* **Written exercise**
Reproduce each of the rows below word for word, leaving out the pictures.

* **Material**
========================================================================

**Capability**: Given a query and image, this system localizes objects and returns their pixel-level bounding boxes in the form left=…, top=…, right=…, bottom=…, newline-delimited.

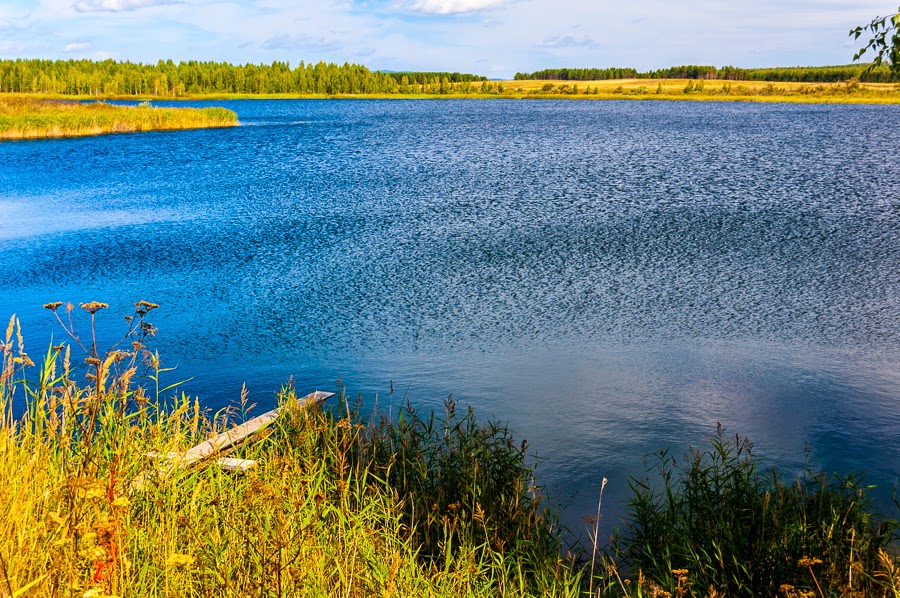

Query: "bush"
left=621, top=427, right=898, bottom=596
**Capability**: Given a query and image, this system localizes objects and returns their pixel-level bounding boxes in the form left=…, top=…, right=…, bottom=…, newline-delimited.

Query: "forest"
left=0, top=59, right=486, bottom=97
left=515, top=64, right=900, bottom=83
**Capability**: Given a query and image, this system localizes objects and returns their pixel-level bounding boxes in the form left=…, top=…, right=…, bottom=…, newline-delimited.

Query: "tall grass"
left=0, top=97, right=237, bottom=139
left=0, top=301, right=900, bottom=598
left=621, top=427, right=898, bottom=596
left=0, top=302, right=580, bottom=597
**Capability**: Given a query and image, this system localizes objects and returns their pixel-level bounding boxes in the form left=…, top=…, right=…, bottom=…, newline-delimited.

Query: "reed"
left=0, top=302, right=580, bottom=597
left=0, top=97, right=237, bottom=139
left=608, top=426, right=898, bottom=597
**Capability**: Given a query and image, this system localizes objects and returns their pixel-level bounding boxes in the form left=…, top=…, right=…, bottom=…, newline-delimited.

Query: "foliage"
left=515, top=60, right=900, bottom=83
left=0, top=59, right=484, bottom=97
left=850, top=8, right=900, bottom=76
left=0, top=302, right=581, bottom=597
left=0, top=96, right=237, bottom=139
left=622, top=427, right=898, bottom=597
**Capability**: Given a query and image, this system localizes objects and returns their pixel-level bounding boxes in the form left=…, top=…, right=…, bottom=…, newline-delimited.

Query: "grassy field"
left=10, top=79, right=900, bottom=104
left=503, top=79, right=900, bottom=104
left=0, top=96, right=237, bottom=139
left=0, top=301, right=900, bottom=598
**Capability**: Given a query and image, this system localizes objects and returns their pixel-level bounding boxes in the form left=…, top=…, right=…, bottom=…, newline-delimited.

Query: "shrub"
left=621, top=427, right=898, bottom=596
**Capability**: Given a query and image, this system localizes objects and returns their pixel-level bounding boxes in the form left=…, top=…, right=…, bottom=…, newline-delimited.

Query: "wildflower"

========================================================================

* **Solution for this task**
**Capability**: Given a query and image, this system localizes objects and returns their pixel-level bounding boxes in the form left=…, top=…, right=…, bottom=…, newline-delimited.


Query: "bush"
left=621, top=427, right=898, bottom=596
**Capability**: Given a query and image, this system localizes objects and returns their pixel-level bounding boxes in the form left=…, top=…, right=…, bottom=…, newline-delimited.

Query: "forest"
left=0, top=59, right=486, bottom=97
left=515, top=64, right=900, bottom=83
**Capability**: Given a query and image, this system localizes objects and returns their pixel-level bounding boxes in the form left=…, top=…, right=…, bottom=…, newline-delimited.

Query: "tall grass"
left=0, top=97, right=237, bottom=139
left=0, top=301, right=900, bottom=598
left=621, top=427, right=898, bottom=596
left=0, top=302, right=580, bottom=597
**Capability**: Given a query and image, this system localizes objects and returns their pixel-level bounding boxes in the form left=…, top=…, right=…, bottom=…, newline-delimited.

Query: "reed"
left=0, top=302, right=580, bottom=597
left=0, top=97, right=237, bottom=139
left=608, top=426, right=898, bottom=597
**Capability**: Given a query and image, this system localizes objects and returns their pixel-level bounding boxes in the form left=…, top=…, right=…, bottom=…, newline-delimited.

Query: "foliage"
left=515, top=60, right=900, bottom=83
left=0, top=59, right=484, bottom=97
left=850, top=8, right=900, bottom=76
left=0, top=302, right=581, bottom=597
left=0, top=96, right=237, bottom=139
left=622, top=427, right=898, bottom=597
**Capability**: Given a query and image, this system localizes objects and returns their pixel-level bounding boxes in the form left=…, top=…, right=…, bottom=…, newline-delimited.

Query: "grassy field"
left=10, top=79, right=900, bottom=104
left=503, top=79, right=900, bottom=104
left=0, top=96, right=237, bottom=139
left=0, top=301, right=900, bottom=598
**Capability**: Given a query and image, this system localizes objects and returns their pixel-level bounding boxes in the form left=…, top=…, right=…, bottom=…, newline-delimited.

Query: "shrub"
left=621, top=427, right=898, bottom=596
**Capability**: Given a query and image, this system localizes objects and returns their pixel-level bounding boxes in the form left=…, top=…, right=…, bottom=…, newline-delimited.

Query: "wildflower"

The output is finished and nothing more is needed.